■ Goal
Quote the portion of the travel Yahtzee build write-up that begins with the words "I routed the" and stops after "dozens of those.", copying it word for word.

■ Source excerpt
My wife loves Yahtzee, but the problem with Yahtzee is that, as most games involving rolling dice, it's particularly hard to play on the go and has been relegated to the dinner table. This year, I decided to remedy that and make her a more portable version of the game.

The result is a pocketable device with a machined aluminum case, tactile buttons, LED dice displays, and a custom PCB running firmware I compiled to WASM for browser-based testing before the hardware even arrived. You can try the simulator yourself to see how it plays. The whole project took about 5 weeks from initial concept to assembled, working device.

Design Constraints

Going into this project, I knew I wanted something that felt premium and played like the actual game, so I set myself a few constraints:

• No screens: Yahtzee is a tactile game and I wanted my travel version to stay as analog as possible. Touching a pane of glass would defeat that purpose.
• Pocketable: if it doesn't fit in your pocket, it's not travel friendly.
• Premium: we're talking Christmas present here, a cheap 3D printed plastic case won't cut it.

With this in mind, I knew I needed to keep a physical paper score pad: writing down the combinations you roll and tallying your score at the end is all part of the experience. I found a company that makes custom score pads with no minimum order, and in a happy accident, the height of their smallest pad is almost exactly 5 dice tall. This essentially determined the entire layout and dimensions of the device.

Electronics

With the form factor determined, I started working on the electronics. The device needed to:

• Generate random dice rolls
• Display the values of 5 dice
• Show the number of remaining rolls
• Lock and unlock individual dice
• Handle button inputs

For the dice displays, I opted for a 3×3 grid of LEDs for each die instead of the traditional 7-LED arrangement. While only 7 LEDs are needed to show dice faces, the 3×3 grid would prove useful later for scrolling text and animations. I added a few more LEDs to indicate remaining rolls and the locked status for each die, along with buttons for rolling and locking.

I selected an ATtiny1616 as the microcontroller, more than enough computing power to run the game logic and handle all the I/O. An IS31FL3729 matrix LED driver handles all the LEDs, freeing up GPIO pins and simplifying the routing. For power, I used the same USB-C rechargeable battery circuit I've iterated on across multiple projects.

The random number generation uses a linear congruential generator, re-seeded with the number of milliseconds since power-on whenever the player presses the roll button. This ensures each game session produces a different sequence of rolls.

I routed the PCB as a 4-layer board (necessary given the routing density with so many LEDs in such a small space). The board went to JLCPCB for fabrication and SMT assembly. Given the size constraints, I used 0402 components throughout, and I definitely didn't want to hand-solder dozens of those.

■ Data listing

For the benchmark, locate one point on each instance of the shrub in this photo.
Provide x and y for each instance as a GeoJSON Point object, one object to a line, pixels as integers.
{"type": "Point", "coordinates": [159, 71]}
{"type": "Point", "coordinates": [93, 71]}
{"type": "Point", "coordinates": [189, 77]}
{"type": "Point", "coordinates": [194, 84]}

■ Completed exercise
I routed the PCB as a 4-layer board (necessary given the routing density with so many LEDs in such a small space). The board went to JLCPCB for fabrication and SMT assembly. Given the size constraints, I used 0402 components throughout, and I definitely didn't want to hand-solder dozens of those.